▶ _Problem to work on_: Write out each of the records below exactly, line for line, leaving out the pictures.
╭──
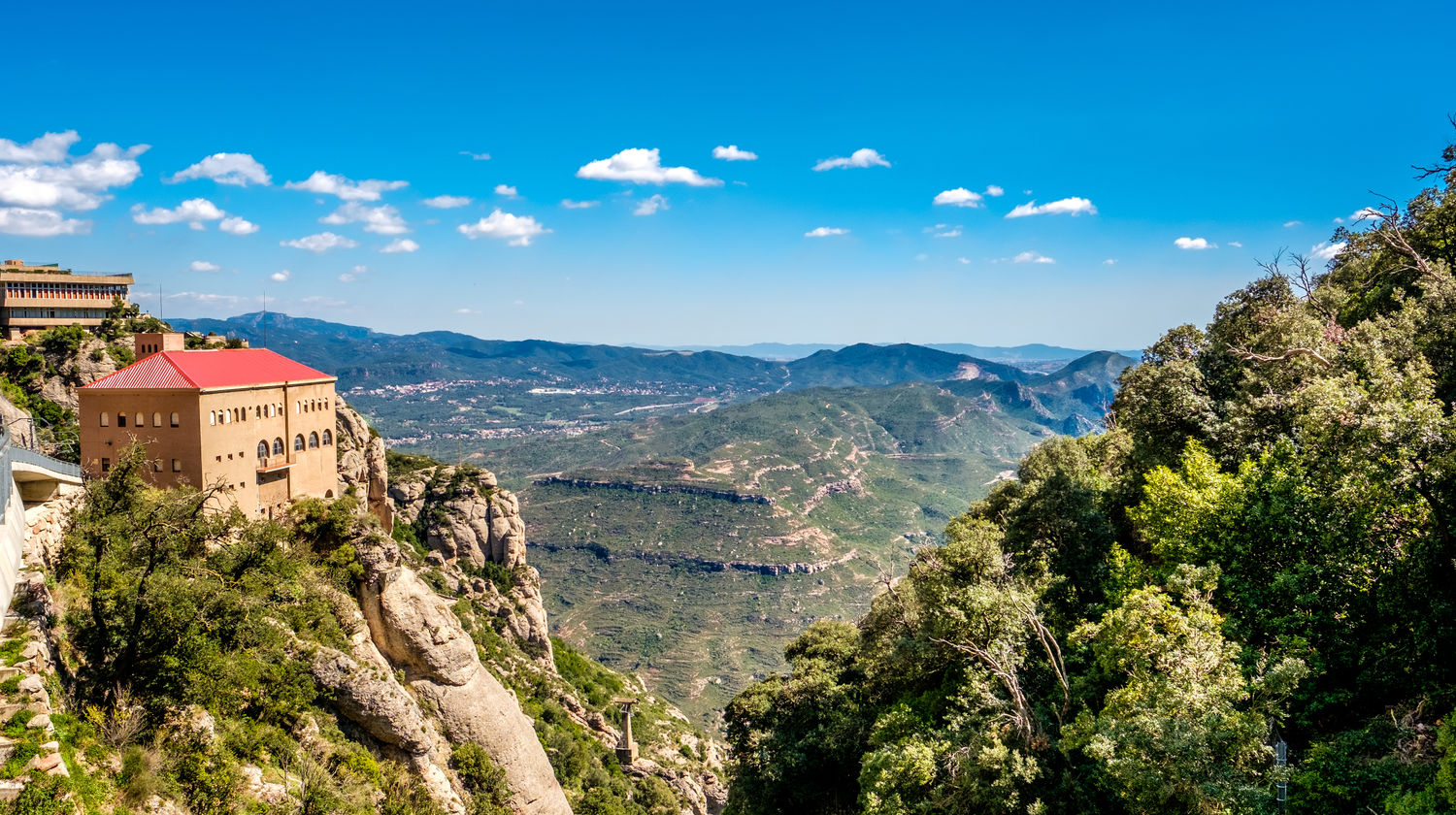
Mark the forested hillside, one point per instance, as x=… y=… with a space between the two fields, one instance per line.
x=1260 y=549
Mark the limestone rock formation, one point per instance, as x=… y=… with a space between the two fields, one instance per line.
x=416 y=632
x=361 y=463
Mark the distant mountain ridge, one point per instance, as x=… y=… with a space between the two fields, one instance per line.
x=360 y=355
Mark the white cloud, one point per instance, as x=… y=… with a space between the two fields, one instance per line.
x=238 y=226
x=401 y=244
x=1065 y=207
x=1194 y=244
x=379 y=220
x=320 y=244
x=731 y=153
x=958 y=197
x=1366 y=214
x=238 y=169
x=64 y=182
x=446 y=201
x=191 y=212
x=651 y=206
x=862 y=157
x=326 y=183
x=40 y=223
x=49 y=148
x=517 y=230
x=643 y=166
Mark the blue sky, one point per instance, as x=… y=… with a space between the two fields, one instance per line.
x=1245 y=125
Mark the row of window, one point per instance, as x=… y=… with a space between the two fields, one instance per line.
x=58 y=313
x=64 y=290
x=297 y=444
x=139 y=421
x=230 y=415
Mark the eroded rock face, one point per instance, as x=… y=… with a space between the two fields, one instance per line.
x=415 y=631
x=361 y=463
x=468 y=517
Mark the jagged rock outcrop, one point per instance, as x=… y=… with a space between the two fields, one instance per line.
x=463 y=514
x=418 y=634
x=361 y=463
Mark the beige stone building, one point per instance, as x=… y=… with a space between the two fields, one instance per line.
x=249 y=419
x=35 y=297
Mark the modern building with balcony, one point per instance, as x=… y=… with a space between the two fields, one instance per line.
x=245 y=419
x=43 y=296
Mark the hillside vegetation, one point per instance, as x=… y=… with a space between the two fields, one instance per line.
x=1261 y=547
x=689 y=549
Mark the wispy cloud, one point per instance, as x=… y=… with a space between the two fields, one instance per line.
x=192 y=212
x=958 y=197
x=1366 y=214
x=238 y=169
x=515 y=230
x=320 y=244
x=643 y=166
x=446 y=201
x=43 y=174
x=824 y=232
x=401 y=244
x=1065 y=207
x=238 y=226
x=1194 y=244
x=347 y=189
x=40 y=223
x=862 y=157
x=651 y=206
x=731 y=153
x=379 y=220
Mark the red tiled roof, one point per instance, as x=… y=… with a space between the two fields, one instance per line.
x=224 y=367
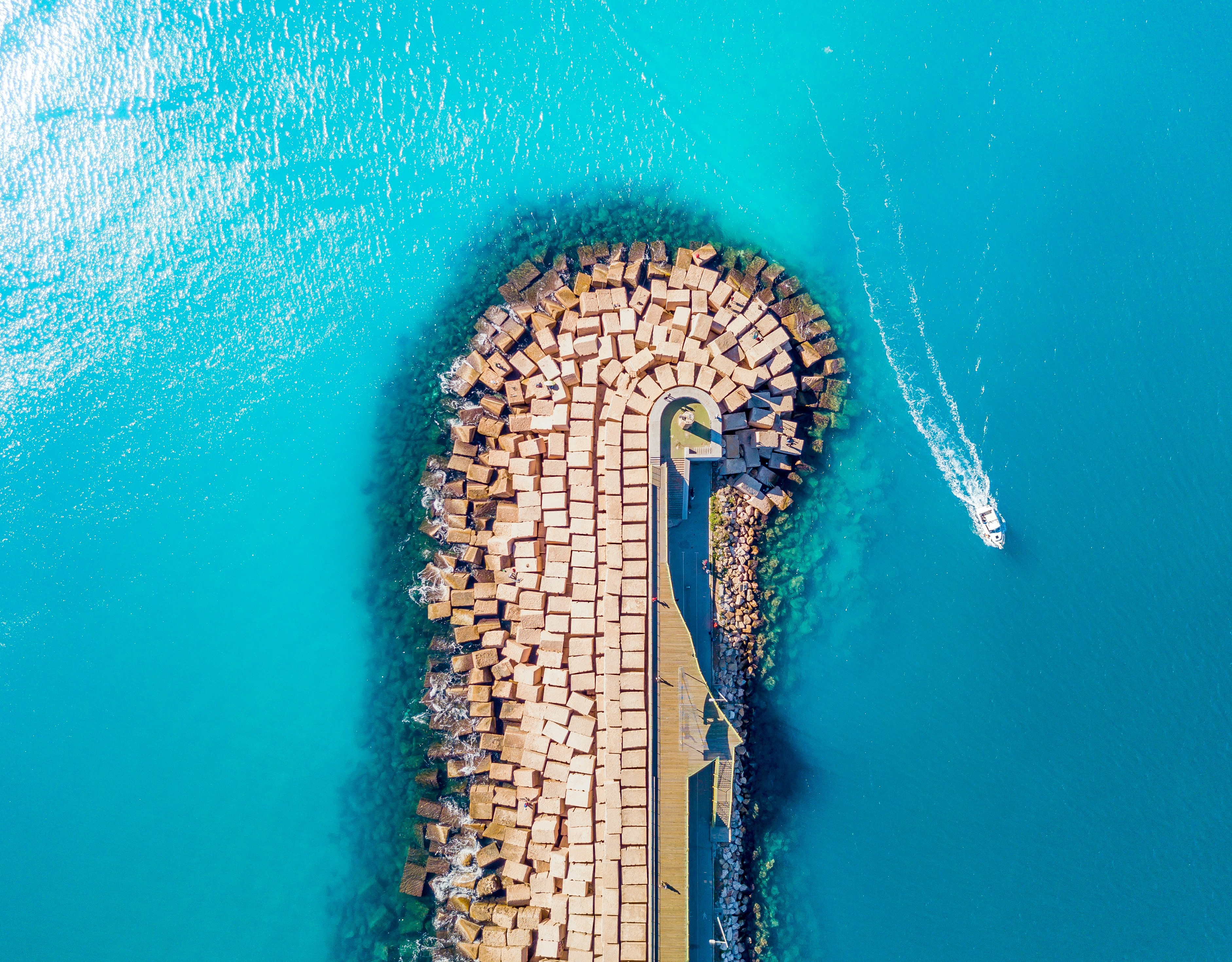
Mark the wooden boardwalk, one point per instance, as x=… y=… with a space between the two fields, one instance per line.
x=681 y=690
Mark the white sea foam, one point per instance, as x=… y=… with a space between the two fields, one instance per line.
x=907 y=349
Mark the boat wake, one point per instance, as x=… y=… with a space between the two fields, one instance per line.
x=894 y=306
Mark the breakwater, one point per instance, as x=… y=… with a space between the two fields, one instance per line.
x=444 y=754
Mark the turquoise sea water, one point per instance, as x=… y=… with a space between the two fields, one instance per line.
x=216 y=222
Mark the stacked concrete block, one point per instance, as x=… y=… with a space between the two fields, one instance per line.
x=543 y=507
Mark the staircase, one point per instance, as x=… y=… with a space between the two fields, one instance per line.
x=678 y=491
x=723 y=812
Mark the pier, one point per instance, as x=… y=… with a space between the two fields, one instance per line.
x=600 y=403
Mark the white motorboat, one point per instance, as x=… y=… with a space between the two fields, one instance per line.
x=991 y=528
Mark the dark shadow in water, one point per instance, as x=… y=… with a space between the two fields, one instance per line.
x=374 y=918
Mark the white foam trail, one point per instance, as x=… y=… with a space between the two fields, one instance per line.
x=955 y=454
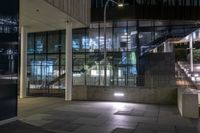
╰──
▶ _Answer_:
Mark the forested hillside, one point per instance, as x=… y=… with a space between the two fields, one instance per line.
x=1260 y=549
Mark the limestone rock formation, one point per instance, as x=… y=… with a space between the two fields, one instance per line.
x=416 y=632
x=361 y=463
Mark the distant mountain ridge, one point per instance, as x=… y=… with a space between the two fields, one instance per line.
x=360 y=355
Mark the white cloud, one point per instance, as x=… y=… with a space between the two fields, one instance per line.
x=238 y=226
x=401 y=244
x=1065 y=207
x=1194 y=244
x=379 y=220
x=320 y=244
x=731 y=153
x=958 y=197
x=1366 y=214
x=238 y=169
x=64 y=182
x=446 y=201
x=191 y=212
x=651 y=206
x=862 y=157
x=326 y=183
x=40 y=223
x=49 y=148
x=517 y=230
x=643 y=166
Mark the blue sky, one point per instance, as x=… y=… with a space between the two fields, one instance per line.
x=1245 y=125
Mark the row of window, one point per instance, as x=… y=… with a space between the two fields, one instance per line.
x=58 y=313
x=64 y=290
x=297 y=444
x=139 y=421
x=230 y=415
Mark the eroded rock face, one point per instance, as x=… y=… with a space between the two fields, one instance per line.
x=415 y=631
x=361 y=463
x=468 y=517
Mark the jagged rock outcrop, one point per instance, as x=… y=… with a space between the two fields, one instance per line.
x=463 y=514
x=418 y=634
x=361 y=463
Mark the beige stone building, one point per instance, as x=… y=… with a space between the two fields, one instance per line.
x=249 y=419
x=35 y=297
Mark the modern building with balcony, one point per instance, as x=… y=… with a space between the two fields, one instance per line.
x=245 y=419
x=43 y=296
Mark the hillside vegetation, one point per instance, as x=… y=… with a space between the two fields, one instance per line.
x=1261 y=547
x=689 y=549
Mark the wispy cloud, one point per instance, as x=… y=… with a space between the two fields, one instance per line.
x=192 y=212
x=958 y=197
x=1366 y=214
x=238 y=169
x=515 y=230
x=320 y=244
x=643 y=166
x=446 y=201
x=43 y=174
x=824 y=232
x=401 y=244
x=1065 y=207
x=238 y=226
x=1194 y=244
x=347 y=189
x=40 y=223
x=862 y=157
x=651 y=206
x=731 y=153
x=379 y=220
Mark the red tiled roof, one point per instance, as x=… y=… with a space between the two fields, one instance per line.
x=224 y=367
Mark the wooden boardwalk, one point per instance, as x=… y=… with a space between the two fields, one instance per line.
x=681 y=690
Mark the white sea foam, one point per instance, as x=… y=… with a space between the two fields, one instance per line.
x=907 y=349
Mark the boat wake, one point per instance, as x=… y=… with a space between the two fields, one instance per line.
x=894 y=306
Mark the breakwater, one point per instance, as x=… y=… with a space between the two fields, one instance per line.
x=444 y=754
Mark the turquoise sea water, one point per instance, as x=… y=… with a space between the two fields, one instance per line.
x=216 y=222
Mark the stacked concrete block, one point per instance, as x=… y=… with a space between the two fields, one instance per line.
x=543 y=507
Mark the staircase, one point per instance, as x=… y=… with a space between the two fields, one instance per line.
x=678 y=491
x=723 y=812
Mark the pier, one point per instance, as x=… y=… with a space between the two fields, one instance per line.
x=600 y=403
Mark the white motorboat, one point per instance, as x=… y=… with a space between the two fields, one instance per line.
x=991 y=528
Mark the dark shadow in water, one point per instance, as x=… y=… with a space between the two fields, one instance per line.
x=374 y=918
Mark the white foam trail, one point per instance, as x=… y=… with a space between the two fields, one instance per line.
x=955 y=454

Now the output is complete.